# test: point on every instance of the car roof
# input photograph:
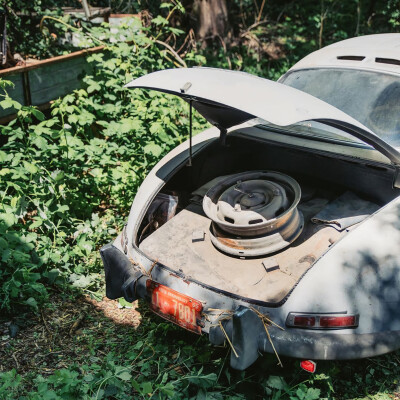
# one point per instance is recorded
(372, 52)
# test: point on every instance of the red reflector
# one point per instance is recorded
(330, 322)
(300, 320)
(308, 365)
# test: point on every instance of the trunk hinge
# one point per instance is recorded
(222, 135)
(189, 164)
(396, 177)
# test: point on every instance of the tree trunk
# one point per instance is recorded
(213, 20)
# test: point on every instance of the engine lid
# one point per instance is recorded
(227, 98)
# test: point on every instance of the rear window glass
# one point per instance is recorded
(371, 98)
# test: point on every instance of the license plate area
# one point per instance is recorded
(174, 306)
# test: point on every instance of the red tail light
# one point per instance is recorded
(304, 320)
(336, 322)
(322, 321)
(308, 365)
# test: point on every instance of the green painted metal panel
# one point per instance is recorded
(55, 80)
(16, 92)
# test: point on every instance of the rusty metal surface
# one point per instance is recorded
(172, 245)
(254, 213)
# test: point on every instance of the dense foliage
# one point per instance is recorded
(65, 178)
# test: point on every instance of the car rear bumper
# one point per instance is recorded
(245, 329)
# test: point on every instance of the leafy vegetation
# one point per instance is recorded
(67, 180)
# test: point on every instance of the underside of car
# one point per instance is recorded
(203, 226)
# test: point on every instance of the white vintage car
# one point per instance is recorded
(277, 230)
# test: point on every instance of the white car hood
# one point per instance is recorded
(227, 98)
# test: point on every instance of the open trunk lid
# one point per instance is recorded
(227, 98)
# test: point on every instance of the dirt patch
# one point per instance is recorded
(68, 330)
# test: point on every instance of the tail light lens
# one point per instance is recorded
(308, 365)
(322, 321)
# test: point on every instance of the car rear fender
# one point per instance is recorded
(360, 274)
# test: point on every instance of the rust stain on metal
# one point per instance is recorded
(230, 242)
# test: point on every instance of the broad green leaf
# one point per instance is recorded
(32, 169)
(153, 149)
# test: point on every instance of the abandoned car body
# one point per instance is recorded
(279, 228)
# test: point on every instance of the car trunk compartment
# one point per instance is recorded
(183, 243)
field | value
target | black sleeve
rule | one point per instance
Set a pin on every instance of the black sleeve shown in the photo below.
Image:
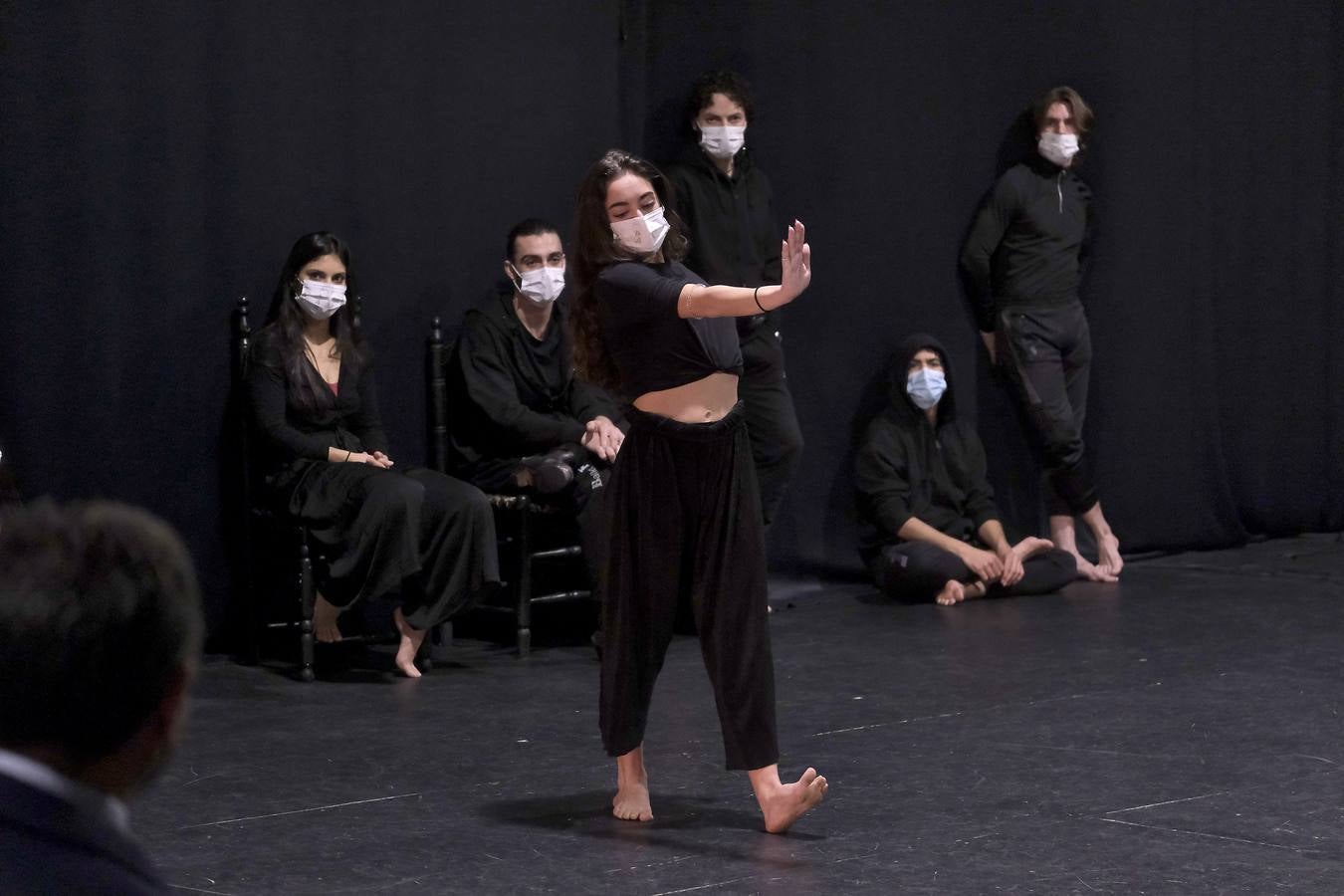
(882, 480)
(266, 396)
(997, 212)
(980, 495)
(367, 423)
(588, 400)
(634, 291)
(490, 384)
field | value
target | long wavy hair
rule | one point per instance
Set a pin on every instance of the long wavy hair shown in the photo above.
(284, 334)
(595, 247)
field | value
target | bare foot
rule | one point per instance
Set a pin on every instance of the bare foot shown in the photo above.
(1031, 547)
(951, 594)
(1093, 572)
(1108, 555)
(406, 650)
(632, 787)
(782, 804)
(325, 621)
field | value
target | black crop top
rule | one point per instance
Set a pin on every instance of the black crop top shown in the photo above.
(655, 348)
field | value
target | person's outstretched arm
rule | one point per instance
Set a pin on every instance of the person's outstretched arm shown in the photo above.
(740, 301)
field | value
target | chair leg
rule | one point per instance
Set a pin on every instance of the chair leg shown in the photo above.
(307, 596)
(525, 581)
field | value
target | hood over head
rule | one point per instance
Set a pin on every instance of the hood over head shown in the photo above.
(899, 404)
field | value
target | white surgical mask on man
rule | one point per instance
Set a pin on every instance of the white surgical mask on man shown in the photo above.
(722, 141)
(925, 387)
(1058, 148)
(320, 300)
(644, 234)
(542, 285)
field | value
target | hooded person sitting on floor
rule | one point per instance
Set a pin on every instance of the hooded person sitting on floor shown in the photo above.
(930, 527)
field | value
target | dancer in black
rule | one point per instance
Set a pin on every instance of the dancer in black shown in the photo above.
(725, 200)
(1023, 264)
(930, 527)
(418, 535)
(683, 501)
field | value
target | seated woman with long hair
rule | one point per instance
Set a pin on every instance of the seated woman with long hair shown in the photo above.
(684, 512)
(415, 535)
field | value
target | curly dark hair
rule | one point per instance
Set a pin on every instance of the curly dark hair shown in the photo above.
(725, 81)
(594, 249)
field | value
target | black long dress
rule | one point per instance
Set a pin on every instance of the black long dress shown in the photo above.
(415, 534)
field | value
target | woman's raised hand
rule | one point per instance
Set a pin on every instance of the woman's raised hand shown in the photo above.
(795, 262)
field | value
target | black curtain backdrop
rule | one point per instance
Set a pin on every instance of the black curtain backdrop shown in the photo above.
(156, 161)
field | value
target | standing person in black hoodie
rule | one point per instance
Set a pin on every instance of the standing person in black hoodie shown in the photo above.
(726, 204)
(930, 527)
(1023, 264)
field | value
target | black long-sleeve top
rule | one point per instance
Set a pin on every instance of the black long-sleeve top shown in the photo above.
(907, 468)
(511, 394)
(1028, 242)
(302, 423)
(734, 233)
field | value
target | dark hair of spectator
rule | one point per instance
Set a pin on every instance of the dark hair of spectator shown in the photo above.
(594, 249)
(99, 615)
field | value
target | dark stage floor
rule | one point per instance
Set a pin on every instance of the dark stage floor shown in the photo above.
(1176, 734)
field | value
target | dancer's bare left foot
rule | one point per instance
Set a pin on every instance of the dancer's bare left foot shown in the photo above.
(632, 787)
(1108, 555)
(325, 621)
(409, 646)
(782, 803)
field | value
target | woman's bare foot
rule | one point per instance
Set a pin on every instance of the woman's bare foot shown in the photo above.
(325, 621)
(955, 592)
(951, 594)
(782, 803)
(1029, 547)
(1108, 555)
(406, 650)
(632, 787)
(1093, 572)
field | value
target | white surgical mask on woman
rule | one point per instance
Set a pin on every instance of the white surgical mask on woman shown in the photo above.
(722, 141)
(1058, 148)
(644, 234)
(320, 300)
(925, 387)
(542, 285)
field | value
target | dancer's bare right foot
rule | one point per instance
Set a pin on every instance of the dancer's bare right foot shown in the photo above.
(1108, 555)
(1093, 572)
(325, 621)
(782, 803)
(955, 592)
(632, 787)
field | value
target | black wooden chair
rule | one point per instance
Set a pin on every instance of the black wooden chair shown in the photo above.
(534, 538)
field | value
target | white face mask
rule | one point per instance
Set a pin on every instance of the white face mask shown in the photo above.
(722, 141)
(320, 300)
(542, 285)
(644, 234)
(1058, 148)
(925, 387)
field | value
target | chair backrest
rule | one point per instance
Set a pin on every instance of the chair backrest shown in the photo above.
(436, 396)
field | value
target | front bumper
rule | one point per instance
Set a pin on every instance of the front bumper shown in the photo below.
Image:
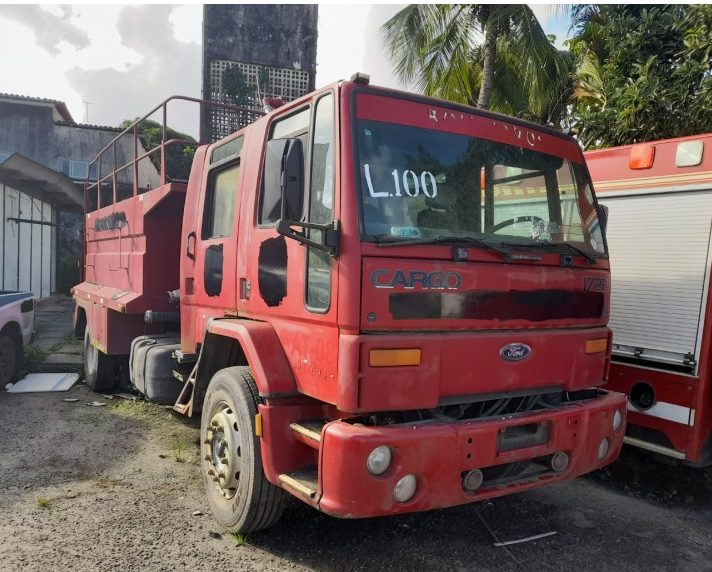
(438, 454)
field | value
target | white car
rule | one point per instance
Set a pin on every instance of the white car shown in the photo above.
(17, 319)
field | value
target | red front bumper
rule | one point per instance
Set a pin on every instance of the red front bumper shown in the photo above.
(438, 454)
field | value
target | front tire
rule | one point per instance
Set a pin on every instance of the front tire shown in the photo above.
(98, 370)
(240, 496)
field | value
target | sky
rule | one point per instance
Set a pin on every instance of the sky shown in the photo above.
(109, 63)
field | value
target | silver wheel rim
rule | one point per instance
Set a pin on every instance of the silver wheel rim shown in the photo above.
(223, 456)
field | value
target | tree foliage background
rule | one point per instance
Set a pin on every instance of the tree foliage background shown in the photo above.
(178, 158)
(631, 72)
(643, 72)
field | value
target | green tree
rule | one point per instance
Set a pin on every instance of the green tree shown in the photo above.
(643, 72)
(492, 56)
(179, 158)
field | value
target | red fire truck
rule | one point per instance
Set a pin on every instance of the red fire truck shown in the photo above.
(378, 302)
(659, 197)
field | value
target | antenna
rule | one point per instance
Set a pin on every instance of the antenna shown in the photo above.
(86, 110)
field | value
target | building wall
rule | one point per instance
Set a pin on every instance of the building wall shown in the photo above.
(275, 42)
(28, 248)
(30, 130)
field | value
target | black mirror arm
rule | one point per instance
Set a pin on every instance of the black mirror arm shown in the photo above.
(331, 233)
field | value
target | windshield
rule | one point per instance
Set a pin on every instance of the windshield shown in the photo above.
(418, 182)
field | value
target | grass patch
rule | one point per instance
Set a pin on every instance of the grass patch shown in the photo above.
(178, 450)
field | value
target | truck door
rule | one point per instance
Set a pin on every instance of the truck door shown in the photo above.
(216, 236)
(295, 286)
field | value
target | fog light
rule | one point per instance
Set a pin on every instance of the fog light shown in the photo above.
(559, 462)
(473, 480)
(603, 449)
(405, 488)
(379, 460)
(617, 420)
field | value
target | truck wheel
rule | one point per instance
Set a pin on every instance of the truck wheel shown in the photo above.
(8, 360)
(240, 496)
(98, 372)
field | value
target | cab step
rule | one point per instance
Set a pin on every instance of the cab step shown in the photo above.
(304, 481)
(184, 403)
(309, 432)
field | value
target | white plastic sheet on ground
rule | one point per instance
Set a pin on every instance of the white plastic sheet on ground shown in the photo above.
(44, 382)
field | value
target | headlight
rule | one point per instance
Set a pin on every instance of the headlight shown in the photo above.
(405, 488)
(379, 460)
(617, 420)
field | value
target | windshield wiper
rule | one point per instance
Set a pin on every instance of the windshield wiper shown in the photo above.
(449, 240)
(589, 257)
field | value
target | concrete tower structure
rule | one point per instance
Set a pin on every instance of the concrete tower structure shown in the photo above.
(252, 51)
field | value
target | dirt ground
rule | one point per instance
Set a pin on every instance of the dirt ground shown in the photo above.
(117, 487)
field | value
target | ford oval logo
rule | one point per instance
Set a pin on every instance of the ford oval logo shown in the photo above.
(515, 352)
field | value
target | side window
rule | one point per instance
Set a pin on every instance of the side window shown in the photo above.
(294, 126)
(220, 198)
(321, 205)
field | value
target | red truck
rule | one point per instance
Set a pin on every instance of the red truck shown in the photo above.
(378, 302)
(659, 195)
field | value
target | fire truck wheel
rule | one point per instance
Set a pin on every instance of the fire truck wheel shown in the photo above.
(240, 496)
(8, 360)
(98, 370)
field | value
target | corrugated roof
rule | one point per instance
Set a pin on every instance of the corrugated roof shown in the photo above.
(60, 106)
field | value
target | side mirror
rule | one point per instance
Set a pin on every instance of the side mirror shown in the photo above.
(283, 194)
(602, 211)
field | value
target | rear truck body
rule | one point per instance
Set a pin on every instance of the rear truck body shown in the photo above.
(659, 196)
(17, 319)
(387, 304)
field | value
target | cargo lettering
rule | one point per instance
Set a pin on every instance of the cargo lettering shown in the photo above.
(383, 278)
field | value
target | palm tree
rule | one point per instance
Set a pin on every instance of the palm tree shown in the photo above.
(483, 54)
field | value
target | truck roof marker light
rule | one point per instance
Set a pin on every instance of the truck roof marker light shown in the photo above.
(394, 358)
(360, 77)
(689, 153)
(596, 346)
(642, 156)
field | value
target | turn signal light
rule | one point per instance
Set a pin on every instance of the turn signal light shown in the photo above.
(392, 358)
(596, 346)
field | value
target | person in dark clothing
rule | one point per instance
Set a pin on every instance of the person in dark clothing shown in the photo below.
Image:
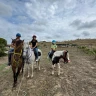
(11, 50)
(34, 46)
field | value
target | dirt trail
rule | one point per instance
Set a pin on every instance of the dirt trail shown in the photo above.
(78, 78)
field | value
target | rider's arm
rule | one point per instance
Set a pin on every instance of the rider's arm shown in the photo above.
(12, 45)
(35, 45)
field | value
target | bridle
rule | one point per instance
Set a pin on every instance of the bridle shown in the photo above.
(15, 53)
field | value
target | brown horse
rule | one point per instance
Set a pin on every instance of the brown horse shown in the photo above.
(17, 61)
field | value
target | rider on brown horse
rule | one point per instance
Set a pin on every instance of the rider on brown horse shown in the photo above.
(18, 35)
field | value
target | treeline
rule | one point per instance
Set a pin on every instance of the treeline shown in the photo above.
(3, 44)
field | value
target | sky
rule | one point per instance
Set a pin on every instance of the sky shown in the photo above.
(48, 19)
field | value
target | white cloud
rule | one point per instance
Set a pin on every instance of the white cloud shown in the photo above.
(48, 19)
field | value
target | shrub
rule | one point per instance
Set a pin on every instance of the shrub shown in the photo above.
(3, 43)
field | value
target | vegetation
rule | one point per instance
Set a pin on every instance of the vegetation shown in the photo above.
(3, 43)
(88, 51)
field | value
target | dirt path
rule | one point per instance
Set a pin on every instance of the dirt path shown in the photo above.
(78, 78)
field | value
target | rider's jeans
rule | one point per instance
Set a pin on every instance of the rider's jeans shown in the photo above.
(36, 52)
(9, 56)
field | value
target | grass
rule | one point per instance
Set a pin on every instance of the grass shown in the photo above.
(2, 66)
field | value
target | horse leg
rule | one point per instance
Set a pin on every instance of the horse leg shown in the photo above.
(18, 71)
(32, 70)
(58, 68)
(23, 65)
(39, 64)
(52, 69)
(14, 76)
(28, 70)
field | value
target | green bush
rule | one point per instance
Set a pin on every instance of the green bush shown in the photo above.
(3, 43)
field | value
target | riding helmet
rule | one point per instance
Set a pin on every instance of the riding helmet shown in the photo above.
(53, 41)
(34, 36)
(18, 35)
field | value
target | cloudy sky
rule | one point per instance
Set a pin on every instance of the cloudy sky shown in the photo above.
(48, 19)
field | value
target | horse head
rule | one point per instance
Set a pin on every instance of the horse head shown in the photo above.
(66, 56)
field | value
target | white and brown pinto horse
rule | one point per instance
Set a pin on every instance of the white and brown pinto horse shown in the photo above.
(56, 58)
(29, 58)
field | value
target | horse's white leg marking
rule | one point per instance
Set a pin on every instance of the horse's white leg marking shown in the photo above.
(32, 70)
(28, 70)
(58, 68)
(52, 69)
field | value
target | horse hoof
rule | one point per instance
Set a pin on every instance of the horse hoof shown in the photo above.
(31, 76)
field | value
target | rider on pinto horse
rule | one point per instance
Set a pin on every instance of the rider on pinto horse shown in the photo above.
(10, 52)
(53, 49)
(34, 46)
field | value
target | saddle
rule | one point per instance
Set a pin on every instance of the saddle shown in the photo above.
(51, 54)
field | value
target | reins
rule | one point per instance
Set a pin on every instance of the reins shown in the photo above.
(14, 60)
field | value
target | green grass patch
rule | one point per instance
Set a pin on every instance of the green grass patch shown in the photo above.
(2, 66)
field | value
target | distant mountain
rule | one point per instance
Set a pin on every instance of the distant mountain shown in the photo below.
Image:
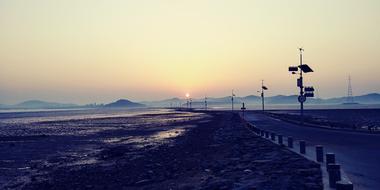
(281, 99)
(38, 104)
(372, 98)
(164, 103)
(122, 103)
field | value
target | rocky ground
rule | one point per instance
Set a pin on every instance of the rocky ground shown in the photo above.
(167, 151)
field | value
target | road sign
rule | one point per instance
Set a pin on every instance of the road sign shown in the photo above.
(301, 99)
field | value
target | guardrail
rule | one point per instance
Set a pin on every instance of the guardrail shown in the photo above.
(336, 180)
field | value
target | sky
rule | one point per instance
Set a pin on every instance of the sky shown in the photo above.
(85, 51)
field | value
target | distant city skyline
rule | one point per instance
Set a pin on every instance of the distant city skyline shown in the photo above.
(86, 51)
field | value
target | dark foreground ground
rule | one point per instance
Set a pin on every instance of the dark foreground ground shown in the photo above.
(364, 120)
(357, 152)
(157, 151)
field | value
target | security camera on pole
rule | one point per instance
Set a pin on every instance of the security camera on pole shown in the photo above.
(304, 91)
(263, 88)
(232, 100)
━━━━
#### [EXERCISE BRIEF]
When you find a line in the records that contains the word "tail", copy it.

#### [THE COMPLETED TASK]
# test: point on every instance of the red tail light
# test: point on every instance of the tail light lens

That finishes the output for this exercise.